(Saved entries)
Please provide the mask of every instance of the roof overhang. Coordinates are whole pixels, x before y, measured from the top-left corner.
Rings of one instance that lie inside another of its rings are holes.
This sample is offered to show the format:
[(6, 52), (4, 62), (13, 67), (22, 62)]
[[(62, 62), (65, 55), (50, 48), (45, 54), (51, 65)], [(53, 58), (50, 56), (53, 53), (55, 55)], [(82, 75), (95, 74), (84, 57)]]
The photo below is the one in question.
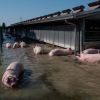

ABOUT THIS EXERCISE:
For each record, return its text exactly and leave any picture out.

ANSWER SECTION:
Please provide the mask of every instance of the roof overhang. Coordinates are whole pixels, x before y, measured from the top-left corner.
Rings of one instance that lie inside another of its rings are holes.
This sample is offered to show the format:
[(6, 52), (4, 62), (13, 67), (22, 62)]
[[(62, 62), (65, 55), (50, 48), (45, 54), (51, 65)], [(53, 58), (50, 56), (53, 53), (55, 55)], [(82, 75), (95, 74), (84, 57)]]
The photo below is the one in question.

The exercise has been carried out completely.